__Objective 1__
Answer these from the integration text:
(a) What identity for the integral of csc x does it use?
(b) How does it rewrite sin(x−a)?
(c) For which values of α, β, and γ does it say the expression equals 1 for all x?

** BEGIN Selected text **

If $A$, $B$, and $C$ are constants, we can use the identity $\int\csc x\ dx=\ln\left(\tan\frac x2\right)+k.$

$$=A\ln\left(\tan\frac{x-a}2\right)+B\ln\left(\tan\frac{x-b}2\right)+C\ln\left(\tan\frac{x-c}2\right)+k$$

In order to find these constants, we can rewrite $\sin(x-a)=\sin x\cos a-\sin a\cos x.$

$$=\int\frac{\begin{array}A(\sin x\cos b-\sin b\cos x)(\sin x\cos c-\sin c\cos x)\\+B(\sin x\cos a-\sin a\cos x)(\sin x\cos c-\sin c\cos x)\\+C(\sin x\cos b-\sin b\cos x)(\sin x\cos c-\sin c\cos x)\end{array}}{(\sin x\cos a-\sin a\cos x)(\sin x\cos b-\sin b\cos x)(\sin x\cos c-\sin c\cos x)}dx$$

Rearranging, and rewiring some sines using the sum identity:

$$=\int\frac{\begin{array}(A\cos b\cos c+B\cos a\cos c+C\cos a\cos\ b)\sin^2x\\-(A\sin(b+c)+B\sin(a+c)+C\sin(a+b))\sin x\cos x\\+(A\sin b\sin c+B\sin a\sin c+C\sin a\sin b)\cos^2x\end{array}}{(\sin x\cos a-\sin a\cos x)(\sin x\cos b-\sin b\cos x)(\sin x\cos c-\sin c\cos x)}dx$$

The double angle identity can be used to show that $$\alpha\sin^2x+\beta\sin x\cos x+\gamma\cos^2x=\frac12(\alpha+\gamma)+\frac12(-\alpha+\gamma)\cos 2x+\beta\sin 2x,$$ which is equal to $1$ for all $x$ if and only if $\alpha=1,\beta=0,\gamma=1$. This gives a linear system of equations.

** END Selected text **
** BEGIN Source records **

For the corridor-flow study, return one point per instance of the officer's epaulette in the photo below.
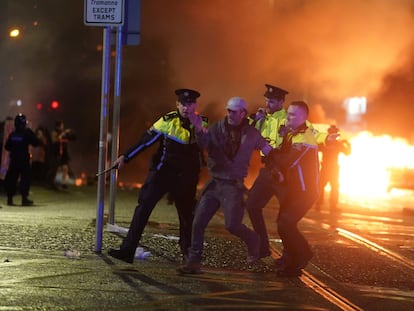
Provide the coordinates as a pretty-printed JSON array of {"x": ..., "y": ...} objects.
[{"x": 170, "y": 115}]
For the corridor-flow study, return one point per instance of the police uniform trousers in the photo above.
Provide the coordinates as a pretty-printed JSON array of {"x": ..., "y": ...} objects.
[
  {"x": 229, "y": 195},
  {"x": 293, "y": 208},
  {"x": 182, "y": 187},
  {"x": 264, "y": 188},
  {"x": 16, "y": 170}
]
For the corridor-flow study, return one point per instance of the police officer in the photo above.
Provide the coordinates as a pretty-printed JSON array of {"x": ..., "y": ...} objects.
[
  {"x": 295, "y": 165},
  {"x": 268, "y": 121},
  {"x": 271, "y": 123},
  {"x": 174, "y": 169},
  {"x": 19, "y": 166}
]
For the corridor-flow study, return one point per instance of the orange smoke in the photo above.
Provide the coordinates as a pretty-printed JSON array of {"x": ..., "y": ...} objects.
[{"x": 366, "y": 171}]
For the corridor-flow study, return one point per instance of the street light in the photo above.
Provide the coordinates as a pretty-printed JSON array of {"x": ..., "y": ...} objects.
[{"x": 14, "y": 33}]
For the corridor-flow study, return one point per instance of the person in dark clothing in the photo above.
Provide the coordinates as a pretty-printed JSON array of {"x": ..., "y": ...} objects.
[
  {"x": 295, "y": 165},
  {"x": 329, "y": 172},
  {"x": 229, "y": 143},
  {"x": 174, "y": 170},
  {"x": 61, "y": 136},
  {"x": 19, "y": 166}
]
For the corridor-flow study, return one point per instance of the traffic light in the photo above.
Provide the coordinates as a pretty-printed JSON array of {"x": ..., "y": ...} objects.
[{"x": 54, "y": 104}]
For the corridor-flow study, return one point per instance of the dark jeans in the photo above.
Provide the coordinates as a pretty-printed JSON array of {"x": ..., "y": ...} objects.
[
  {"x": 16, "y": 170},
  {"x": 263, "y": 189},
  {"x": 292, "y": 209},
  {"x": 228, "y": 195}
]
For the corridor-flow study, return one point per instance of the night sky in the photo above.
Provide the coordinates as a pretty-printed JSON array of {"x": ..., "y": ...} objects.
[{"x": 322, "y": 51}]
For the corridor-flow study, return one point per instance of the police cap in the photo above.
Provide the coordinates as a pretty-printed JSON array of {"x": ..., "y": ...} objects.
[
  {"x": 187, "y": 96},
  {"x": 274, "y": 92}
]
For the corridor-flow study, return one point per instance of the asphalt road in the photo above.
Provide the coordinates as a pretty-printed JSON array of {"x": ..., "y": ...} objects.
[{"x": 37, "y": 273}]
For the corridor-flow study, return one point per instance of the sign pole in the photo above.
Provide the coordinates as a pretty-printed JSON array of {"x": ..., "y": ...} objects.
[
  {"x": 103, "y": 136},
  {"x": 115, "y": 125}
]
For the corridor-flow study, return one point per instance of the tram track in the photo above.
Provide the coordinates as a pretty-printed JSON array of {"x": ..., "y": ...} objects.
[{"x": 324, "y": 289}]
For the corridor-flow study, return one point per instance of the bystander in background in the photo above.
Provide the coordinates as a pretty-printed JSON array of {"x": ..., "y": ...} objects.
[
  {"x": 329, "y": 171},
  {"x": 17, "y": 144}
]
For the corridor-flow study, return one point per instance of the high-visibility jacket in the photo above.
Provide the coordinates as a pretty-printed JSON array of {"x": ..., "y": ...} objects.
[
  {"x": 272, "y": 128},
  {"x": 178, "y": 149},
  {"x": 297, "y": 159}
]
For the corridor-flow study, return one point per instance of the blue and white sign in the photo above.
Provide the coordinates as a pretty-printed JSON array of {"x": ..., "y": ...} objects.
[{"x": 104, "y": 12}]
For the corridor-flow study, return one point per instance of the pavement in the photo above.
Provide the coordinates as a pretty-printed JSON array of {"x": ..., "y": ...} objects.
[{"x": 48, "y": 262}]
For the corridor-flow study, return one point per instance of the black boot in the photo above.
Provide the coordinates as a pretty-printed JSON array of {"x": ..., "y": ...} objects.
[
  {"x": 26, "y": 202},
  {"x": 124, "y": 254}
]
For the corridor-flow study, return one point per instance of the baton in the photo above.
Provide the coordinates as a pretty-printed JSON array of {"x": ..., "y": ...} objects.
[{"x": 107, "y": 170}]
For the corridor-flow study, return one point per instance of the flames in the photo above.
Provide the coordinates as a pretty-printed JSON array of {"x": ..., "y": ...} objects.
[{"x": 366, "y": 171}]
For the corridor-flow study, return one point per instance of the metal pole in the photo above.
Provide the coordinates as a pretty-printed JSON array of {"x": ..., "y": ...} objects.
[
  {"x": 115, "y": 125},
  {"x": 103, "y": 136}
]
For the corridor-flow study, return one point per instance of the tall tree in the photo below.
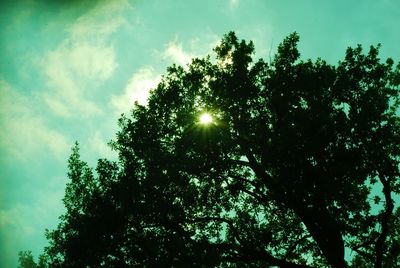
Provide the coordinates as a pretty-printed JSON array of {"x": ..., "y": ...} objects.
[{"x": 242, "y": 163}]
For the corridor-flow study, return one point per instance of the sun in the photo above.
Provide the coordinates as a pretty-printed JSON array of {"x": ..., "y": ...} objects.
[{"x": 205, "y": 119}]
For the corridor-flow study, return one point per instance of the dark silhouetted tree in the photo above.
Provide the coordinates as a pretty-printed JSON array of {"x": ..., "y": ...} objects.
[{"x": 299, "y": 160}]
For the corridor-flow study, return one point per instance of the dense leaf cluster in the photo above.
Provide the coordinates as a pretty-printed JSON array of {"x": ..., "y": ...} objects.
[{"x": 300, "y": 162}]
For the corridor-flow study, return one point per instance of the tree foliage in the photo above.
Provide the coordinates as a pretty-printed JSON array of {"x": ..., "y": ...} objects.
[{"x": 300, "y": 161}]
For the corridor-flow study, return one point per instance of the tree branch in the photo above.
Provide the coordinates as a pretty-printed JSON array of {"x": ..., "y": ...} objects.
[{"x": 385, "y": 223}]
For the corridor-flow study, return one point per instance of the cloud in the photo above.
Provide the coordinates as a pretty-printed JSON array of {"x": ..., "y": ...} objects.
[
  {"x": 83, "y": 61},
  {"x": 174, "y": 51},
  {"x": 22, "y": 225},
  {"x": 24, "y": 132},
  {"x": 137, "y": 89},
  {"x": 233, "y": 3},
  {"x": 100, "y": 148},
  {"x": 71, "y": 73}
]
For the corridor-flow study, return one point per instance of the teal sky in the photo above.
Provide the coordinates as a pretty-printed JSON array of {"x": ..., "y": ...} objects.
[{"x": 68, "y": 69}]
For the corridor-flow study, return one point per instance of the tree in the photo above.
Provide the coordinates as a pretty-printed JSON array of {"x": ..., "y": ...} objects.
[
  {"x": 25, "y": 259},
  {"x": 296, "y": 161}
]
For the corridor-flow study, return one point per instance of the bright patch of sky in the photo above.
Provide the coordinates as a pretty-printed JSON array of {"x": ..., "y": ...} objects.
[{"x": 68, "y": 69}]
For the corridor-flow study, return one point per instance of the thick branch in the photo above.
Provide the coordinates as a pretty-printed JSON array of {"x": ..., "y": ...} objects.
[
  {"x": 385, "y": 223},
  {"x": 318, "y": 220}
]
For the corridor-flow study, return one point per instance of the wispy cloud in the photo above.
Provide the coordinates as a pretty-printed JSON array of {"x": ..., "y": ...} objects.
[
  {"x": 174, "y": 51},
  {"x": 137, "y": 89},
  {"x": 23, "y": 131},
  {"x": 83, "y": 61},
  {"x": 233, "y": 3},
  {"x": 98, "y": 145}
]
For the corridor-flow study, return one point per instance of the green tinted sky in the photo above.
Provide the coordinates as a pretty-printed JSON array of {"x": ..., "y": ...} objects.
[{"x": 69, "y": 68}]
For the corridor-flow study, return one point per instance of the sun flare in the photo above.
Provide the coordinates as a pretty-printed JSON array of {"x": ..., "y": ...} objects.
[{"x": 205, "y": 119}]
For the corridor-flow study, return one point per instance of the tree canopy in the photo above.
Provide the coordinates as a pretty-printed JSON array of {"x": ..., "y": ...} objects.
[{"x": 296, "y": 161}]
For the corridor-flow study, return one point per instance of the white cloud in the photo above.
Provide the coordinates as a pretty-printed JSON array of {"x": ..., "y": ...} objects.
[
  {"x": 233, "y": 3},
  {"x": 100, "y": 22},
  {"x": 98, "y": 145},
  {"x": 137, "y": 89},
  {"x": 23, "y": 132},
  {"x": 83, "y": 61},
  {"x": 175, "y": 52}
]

** END Source records **

__Objective 2__
Report each line of the listing that holds the word "cloud".

__Written solution 1__
(a) ∫csc x dx = ln(tan(x/2)) + k
(b) sin(x−a) = sin x cos a − sin a cos x
(c) α = 1, β = 0, γ = 1

__Written solution 2__
For the corridor-flow study, return one point per instance of the cloud in the photo above.
For the corridor-flow study, return one point per instance of the wispy cloud in the photo above.
For the corridor-flow study, return one point per instance of the white cloud in the photo above.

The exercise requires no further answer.